:: Stated exercise ::
Tally the lines of the entries below that contain the string "street", treating uppercase and lowercase as different. Give only the total.

▬▬▬

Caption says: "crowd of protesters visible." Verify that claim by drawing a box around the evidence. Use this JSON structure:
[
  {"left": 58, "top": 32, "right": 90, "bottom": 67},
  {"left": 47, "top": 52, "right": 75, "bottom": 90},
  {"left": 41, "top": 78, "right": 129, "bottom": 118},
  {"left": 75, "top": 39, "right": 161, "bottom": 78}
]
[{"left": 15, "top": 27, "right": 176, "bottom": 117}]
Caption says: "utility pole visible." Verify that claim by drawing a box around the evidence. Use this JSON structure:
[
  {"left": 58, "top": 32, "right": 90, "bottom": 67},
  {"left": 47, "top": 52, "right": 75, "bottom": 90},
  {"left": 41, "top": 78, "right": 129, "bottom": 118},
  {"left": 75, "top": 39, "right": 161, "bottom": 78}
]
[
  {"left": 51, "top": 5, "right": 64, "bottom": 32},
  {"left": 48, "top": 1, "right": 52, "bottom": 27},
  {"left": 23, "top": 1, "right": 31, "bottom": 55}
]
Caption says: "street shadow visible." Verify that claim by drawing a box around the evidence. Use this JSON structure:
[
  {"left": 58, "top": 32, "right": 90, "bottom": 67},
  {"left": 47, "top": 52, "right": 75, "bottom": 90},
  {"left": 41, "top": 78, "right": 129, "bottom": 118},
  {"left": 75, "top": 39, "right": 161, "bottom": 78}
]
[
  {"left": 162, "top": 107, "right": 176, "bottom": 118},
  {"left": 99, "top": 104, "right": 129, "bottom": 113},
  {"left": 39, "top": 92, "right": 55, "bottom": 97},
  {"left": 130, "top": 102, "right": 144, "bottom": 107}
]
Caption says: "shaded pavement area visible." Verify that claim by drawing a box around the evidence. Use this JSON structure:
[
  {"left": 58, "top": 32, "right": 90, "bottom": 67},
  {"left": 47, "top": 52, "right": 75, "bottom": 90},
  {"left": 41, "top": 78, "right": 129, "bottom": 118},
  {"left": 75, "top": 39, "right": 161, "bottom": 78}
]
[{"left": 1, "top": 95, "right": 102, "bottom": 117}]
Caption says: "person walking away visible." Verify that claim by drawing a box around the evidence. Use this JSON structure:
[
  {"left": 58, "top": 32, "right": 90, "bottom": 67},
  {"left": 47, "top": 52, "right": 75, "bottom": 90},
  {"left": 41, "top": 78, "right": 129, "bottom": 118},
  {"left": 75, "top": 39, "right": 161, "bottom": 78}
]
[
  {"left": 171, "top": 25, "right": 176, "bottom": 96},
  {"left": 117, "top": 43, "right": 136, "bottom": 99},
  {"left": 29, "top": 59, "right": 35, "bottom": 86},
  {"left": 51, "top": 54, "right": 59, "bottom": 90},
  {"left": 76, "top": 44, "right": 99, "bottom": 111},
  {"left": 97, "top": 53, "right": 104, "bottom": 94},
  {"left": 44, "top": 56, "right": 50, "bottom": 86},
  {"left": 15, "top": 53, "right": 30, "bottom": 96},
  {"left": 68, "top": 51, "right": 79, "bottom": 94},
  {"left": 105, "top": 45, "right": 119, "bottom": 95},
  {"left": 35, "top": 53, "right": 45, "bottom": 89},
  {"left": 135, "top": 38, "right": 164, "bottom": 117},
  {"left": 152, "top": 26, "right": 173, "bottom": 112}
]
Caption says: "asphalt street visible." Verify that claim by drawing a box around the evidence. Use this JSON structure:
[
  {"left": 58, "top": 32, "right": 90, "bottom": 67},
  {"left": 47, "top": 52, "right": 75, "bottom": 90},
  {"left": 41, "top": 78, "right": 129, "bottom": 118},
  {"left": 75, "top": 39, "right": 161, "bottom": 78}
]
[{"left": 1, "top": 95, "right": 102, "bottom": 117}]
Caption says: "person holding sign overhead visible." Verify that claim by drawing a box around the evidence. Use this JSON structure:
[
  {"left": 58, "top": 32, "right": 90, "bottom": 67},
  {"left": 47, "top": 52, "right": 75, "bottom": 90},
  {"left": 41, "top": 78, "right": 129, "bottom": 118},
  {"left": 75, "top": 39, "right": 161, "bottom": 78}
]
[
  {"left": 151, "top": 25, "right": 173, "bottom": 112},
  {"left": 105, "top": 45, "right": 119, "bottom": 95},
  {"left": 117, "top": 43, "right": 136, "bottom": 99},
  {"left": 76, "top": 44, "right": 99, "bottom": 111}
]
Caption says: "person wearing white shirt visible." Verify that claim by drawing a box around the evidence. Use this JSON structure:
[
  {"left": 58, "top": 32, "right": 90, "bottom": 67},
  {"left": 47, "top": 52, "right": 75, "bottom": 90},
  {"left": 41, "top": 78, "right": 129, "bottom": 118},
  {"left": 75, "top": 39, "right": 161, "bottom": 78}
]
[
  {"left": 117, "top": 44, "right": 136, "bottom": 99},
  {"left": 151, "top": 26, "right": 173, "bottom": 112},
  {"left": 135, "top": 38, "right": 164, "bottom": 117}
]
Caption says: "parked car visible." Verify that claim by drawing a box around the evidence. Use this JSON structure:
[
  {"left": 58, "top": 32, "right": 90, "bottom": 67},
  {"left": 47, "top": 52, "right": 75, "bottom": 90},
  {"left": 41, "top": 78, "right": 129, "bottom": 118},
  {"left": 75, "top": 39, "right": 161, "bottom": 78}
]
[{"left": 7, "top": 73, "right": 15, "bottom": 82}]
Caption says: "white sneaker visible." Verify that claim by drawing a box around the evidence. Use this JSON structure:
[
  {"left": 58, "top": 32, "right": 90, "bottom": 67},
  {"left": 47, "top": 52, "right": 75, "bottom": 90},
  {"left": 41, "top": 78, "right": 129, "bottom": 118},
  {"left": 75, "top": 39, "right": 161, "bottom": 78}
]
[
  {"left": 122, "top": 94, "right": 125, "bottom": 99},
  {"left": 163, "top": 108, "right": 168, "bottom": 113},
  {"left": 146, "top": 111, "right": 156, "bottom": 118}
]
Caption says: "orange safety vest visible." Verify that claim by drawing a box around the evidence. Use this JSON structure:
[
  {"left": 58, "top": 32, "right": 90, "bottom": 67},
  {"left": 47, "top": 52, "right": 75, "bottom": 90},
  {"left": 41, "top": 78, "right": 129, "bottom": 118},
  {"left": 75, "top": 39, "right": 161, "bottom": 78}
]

▬▬▬

:: Answer to this problem ::
2